* Textausschnitt *
================================
Wenn Populisten andere Populisten als Populisten beschimpfen
Auch die Wahlen in Frankreich am Sonntag werden erneut zeigen, wie alt, kraftlos und ideenbefreit die traditionellen Parteien der Mitte geworden sind.
Es braucht nicht allzu viel Mut, für den kommenden Wahlsonntag in Frankreich eines zu prognostizieren: Egal, ob Marine Le Pen vom Front National gewinnt oder nicht, werden sich an diesem Tag so viele Menschen gegen die etablierten Parteien und ihre Kandidaten gewendet haben wie nie zuvor; und gleichzeitig so viele einer systemfeindlichen Kandidatin ihre Stimme gegeben haben wie ebenfalls nie zuvor.
Man kennt das ja mittlerweile aus dem Vereinigten Königreich (Brexit), aus den USA (Trump), aus den Niederlanden (Wilders), aus Österreich (FPÖ) und bis zu einem gewissen Grad auch aus Deutschland, wo AfD und Linkspartei zusammen ja auch schon einen erheblichen Marktanteil an Stimmen gewonnen haben.
Üblicherweise wird dieser politische Klimawandel als „Sieg des Populismus“oder so ähnlich beschrieben. Was schon insofern ziemlich ungenau ist, als ja die traditionellen Parteien der linken oder rechten politischen Mitte auch nicht ganz untalentiert sind, was die Anwendung populistischer Methoden anlangt.
Deutlich präziser als mit dem in Wahrheit inhaltsleeren „Populismus“Begriff lässt sich die politische Zeitenwende in Europa mit der Diagnose vom „Kollaps des Zentrums“beschreiben. Denn überall da, wo sogenannte oder auch tatsächliche populistische und systemfeindliche Parteien reüssieren, ist vorher den traditionellen Parteien der Mitte die Luft ausgegangen.
Dass SPÖ und ÖVP zusammen heute dramatisch weniger Stimmen bekommen als vor ein, zwei Jahrzehnten, ist ein für fast ganz Europa charakteristisches Phänomen. Das Zentrum schrumpft, die Ränder rücken vor. Es ist dies freilich kein von irgendwelchen höheren Gewalten erzwungener Vorgang. Dieser Infarkt der Mitte ist vielmehr zu einem erheblichen Teil zwei von ihnen zu verantwortenden politischen Jahrhundertfehlern geschuldet: erstens der zu frühen, für zu viele Staaten ermöglichten und vertraglich schlecht abgesicherten Einführung des Euro und den daraus resultierenden schweren ökonomischen Verwerfungen in der Eurozone und zweitens der Zuwanderungswelle von 2015 ff.
================================
* Ausgewähltes Material *
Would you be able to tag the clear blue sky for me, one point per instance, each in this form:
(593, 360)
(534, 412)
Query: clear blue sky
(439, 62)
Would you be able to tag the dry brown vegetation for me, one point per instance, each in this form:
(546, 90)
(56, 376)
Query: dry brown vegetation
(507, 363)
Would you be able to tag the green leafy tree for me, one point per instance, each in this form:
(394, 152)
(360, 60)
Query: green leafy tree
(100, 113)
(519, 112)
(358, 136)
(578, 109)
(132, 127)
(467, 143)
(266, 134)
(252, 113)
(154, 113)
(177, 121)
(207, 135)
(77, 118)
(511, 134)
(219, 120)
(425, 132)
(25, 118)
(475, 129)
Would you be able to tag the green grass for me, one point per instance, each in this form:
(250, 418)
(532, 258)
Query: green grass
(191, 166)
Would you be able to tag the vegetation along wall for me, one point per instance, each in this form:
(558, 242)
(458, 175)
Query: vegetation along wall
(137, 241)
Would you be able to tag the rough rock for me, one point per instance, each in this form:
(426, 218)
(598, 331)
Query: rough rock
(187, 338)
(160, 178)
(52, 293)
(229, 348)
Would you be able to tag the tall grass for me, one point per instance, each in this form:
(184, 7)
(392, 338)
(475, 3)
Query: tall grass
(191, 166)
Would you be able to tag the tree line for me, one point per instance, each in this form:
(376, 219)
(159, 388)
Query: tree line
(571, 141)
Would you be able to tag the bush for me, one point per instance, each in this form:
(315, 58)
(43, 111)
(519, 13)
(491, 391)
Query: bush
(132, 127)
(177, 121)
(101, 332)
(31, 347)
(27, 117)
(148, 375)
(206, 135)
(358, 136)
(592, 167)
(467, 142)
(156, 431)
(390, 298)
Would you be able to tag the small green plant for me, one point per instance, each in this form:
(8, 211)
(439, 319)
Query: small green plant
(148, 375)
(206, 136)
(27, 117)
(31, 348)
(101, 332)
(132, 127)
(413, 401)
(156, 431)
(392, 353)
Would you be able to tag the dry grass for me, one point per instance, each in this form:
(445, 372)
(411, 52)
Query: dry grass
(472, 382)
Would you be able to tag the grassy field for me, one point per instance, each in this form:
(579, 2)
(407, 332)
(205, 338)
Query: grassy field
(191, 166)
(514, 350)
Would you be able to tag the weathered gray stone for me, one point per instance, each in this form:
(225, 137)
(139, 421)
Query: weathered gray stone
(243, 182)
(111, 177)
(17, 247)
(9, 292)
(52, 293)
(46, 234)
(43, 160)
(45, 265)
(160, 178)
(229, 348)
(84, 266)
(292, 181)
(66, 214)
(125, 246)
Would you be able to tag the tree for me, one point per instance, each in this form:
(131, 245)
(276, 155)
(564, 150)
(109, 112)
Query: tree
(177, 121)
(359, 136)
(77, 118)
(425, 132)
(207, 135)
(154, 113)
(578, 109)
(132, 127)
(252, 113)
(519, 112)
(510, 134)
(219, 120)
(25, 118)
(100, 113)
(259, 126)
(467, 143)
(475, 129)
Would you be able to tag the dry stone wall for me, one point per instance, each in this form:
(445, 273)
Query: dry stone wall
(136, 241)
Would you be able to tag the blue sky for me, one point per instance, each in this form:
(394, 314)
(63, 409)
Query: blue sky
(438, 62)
================================
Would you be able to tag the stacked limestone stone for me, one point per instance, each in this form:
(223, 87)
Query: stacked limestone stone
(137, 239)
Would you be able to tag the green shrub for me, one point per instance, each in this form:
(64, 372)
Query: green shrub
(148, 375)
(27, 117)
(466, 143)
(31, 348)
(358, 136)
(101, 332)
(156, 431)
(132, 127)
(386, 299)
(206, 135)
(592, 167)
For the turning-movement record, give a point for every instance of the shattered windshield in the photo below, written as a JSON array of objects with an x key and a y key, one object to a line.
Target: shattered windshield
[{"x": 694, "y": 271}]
================================
* Die Aufgabe *
Nimm den Kommentar über den Kollaps der politischen Mitte wieder auf und führe ihn nach seinem letzten Satz weiter. Das Material steht in keinem Zusammenhang mit dem Kommentar über den Kollaps der politischen Mitte.

* Lösung der Aufgabe *
Viel spricht dafür, dass ohne diese beiden fundamentalen politischen Fehlentscheidungen die Parteien der traditionellen politischen Mitte in vielen Staaten Europas deutlich besser dastünden. Zwischen Euro, Massenzuwanderung und den politischen Erfolgen von Le Pen, Strache & Co. lässt sich durchaus ein gewisser Kausalzusammenhang herstellen.
Dazu kommt, dass die Parteien der Mitte seit vielen Jahren eigentümlich kraftlos, ideenarm und uninspiriert in der Gegend herumstehen. Neue Ideen haben Sozialdemokraten und Konservative schon seit vielen, vielen Jahren nicht mehr in die Welt gesetzt. Die Parteien des Zentrums erscheinen ausgelaugt und sehr, sehr müde.
Verglichen mit dem Furor an Veränderungswillen, mit dem die Sozialdemokraten Ende der 1960er-, Anfang der 1970er-Jahre den Kontinent umformten, ist die Sozialdemokratie heute eine bloße Status-quo-Administratorin geworden.
Bei den Konservativen ist das um keinen Deut besser. War Margaret Thatcher noch eine Revolutionärin und plädierte selbst die frühe Angela Merkel noch für eine Flat Tax, sind die heutigen bürgerlichen Parteien weitgehend sozialdemokratisiert.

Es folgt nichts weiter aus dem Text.